:: Consigne a ::
Reproduisez tel quel tout le passage du texte sur la Syrie, depuis « Les Arabes qui » jusqu'à « d’avouer cet échec. ».

:: Texte source ::
╔══

En finale, aujourd’hui et après tous ces errements, le seul Etat arabe restant à peu près solide, autonome et vivant, c’est la Syrie du président Bachar el Assad, ce que doivent désormais reconnaître un à un tous les monarques, sultans, présidents en flonflons de la Ligue arabe ou de l’Organisation de la Conférence islamique. Ce que l’article qui suit résume succinctement.

« La Syrie change les Arabes et le monde [15]
Qu’ils en soient conscients ou pas, ils changent du fait de ce qu’ils ont infligé à la Syrie.
Les Etats-Unis d’Amérique du Nord on pesé de tout leur poids diplomatique, politique, médiatique, financier et militaire pour transformer la Syrie, et lorsqu’ils se retirent sans atteindre aucun de leur objectifs et voient revenir la Syrie telle qu’elle était, plus forte encore et immunisée, ils admettent sans le savoir, qu’ils ont changé et qu’ils ne sont plus cette puissance omnipotente qui dicte sa loi et se fait obéir au doigt et à l’œil. Il suffit aux superpuissances d’être défaites une seule fois pour que le processus de leur régression commence et qu’elles soient devancées par des adversaires prêts à rivaliser avec elles, politiquement, militairement et économiquement. Ni l’arrogance ni la nostalgie d’un passé glorieux ne peuvent alors arrêter le cours du changement.
Les Arabes qui ont investi leur argent et leurs relations dans une alliance avec les Etats-Unis, Israël, Al-Qaïda et les Frères musulmans, et qui pensaient gagner en Syrie après avoir réussi à renverser les présidents tunisien et égyptien, reviennent aujourd’hui en Syrie. Conscients ou non, ils admettent être faibles et incapables, ce pourquoi ils ont alloué toutes leurs ressources. Ils sont obligés d’avouer cet échec.
Israël aussi est en train d’être transformé par la Syrie. Israël, qui pensait avoir amené les Américains, utilisé les Arabes, affiché au grand jour son alliance avec Al-Qaïda, dans le seul but de changer la Syrie, et qui s’adapte aux nouvelles réalités internationales et arabes dues au retrait américain, au revirement arabe et au départ des résidus vaincus d’Al-Qaïda, connaît l’échec. Et lorsqu’Israël se tient aux frontières de l’espace aérien syrien protégé par des missiles de défense aérienne, il confesse non seulement la puissance de la Syrie mais également sa propre faiblesse.
C’est la Syrie qui a changé le monde et la région.
Certains journalistes et hommes politiques arabes parlent des visites présidentielles arabes en Syrie et de la reprise des relations diplomatiques et des vols à destination et en provenance de la Syrie comme un soutien et des positions favorables à la Syrie qui doivent être inscrits à leur actif. Il est important dès lors de préciser que ceci a été diligenté par ceux qui l’ont vraiment fait, lorsque la Syrie était menacée d’effondrement et que les hordes de terroristes y affluaient de toutes parts. En ces temps-là, la plupart des Arabes finançaient, soutenaient et fournissaient une couverture à cet afflux.

╚══

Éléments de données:
╔══

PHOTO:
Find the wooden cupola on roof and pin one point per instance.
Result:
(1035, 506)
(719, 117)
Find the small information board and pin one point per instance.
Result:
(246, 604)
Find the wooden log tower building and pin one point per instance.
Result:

╚══

:: Consigne b ::
Réécrivez toutes les entrées ci-dessus en remplaçant « pin » par « mark », sans toucher au reste.

:: Réponse attendue a ::
Les Arabes qui ont investi leur argent et leurs relations dans une alliance avec les Etats-Unis, Israël, Al-Qaïda et les Frères musulmans, et qui pensaient gagner en Syrie après avoir réussi à renverser les présidents tunisien et égyptien, reviennent aujourd’hui en Syrie. Conscients ou non, ils admettent être faibles et incapables, ce pourquoi ils ont alloué toutes leurs ressources. Ils sont obligés d’avouer cet échec.

:: Réponse attendue b ::
PHOTO:
Find the wooden cupola on roof and mark one point per instance.
Result:
(1035, 506)
(719, 117)
Find the small information board and mark one point per instance.
Result:
(246, 604)
Find the wooden log tower building and mark one point per instance.
Result:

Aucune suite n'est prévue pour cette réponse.